**What to work on:**
Give back every entry below, unchanged.

**Given records:**

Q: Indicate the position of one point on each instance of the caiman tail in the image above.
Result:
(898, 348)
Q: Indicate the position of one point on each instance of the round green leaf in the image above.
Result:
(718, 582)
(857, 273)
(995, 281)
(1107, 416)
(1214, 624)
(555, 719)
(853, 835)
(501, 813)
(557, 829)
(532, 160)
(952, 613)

**Answer to the problem:**
Q: Indicate the position of one point on each instance of the caiman tail in the image above.
Result:
(898, 348)
Q: Indicate the position of one point on each instance of the round green leaf in the image above.
Result:
(718, 582)
(857, 273)
(995, 281)
(1107, 416)
(1214, 624)
(555, 719)
(853, 835)
(501, 813)
(557, 829)
(532, 160)
(952, 613)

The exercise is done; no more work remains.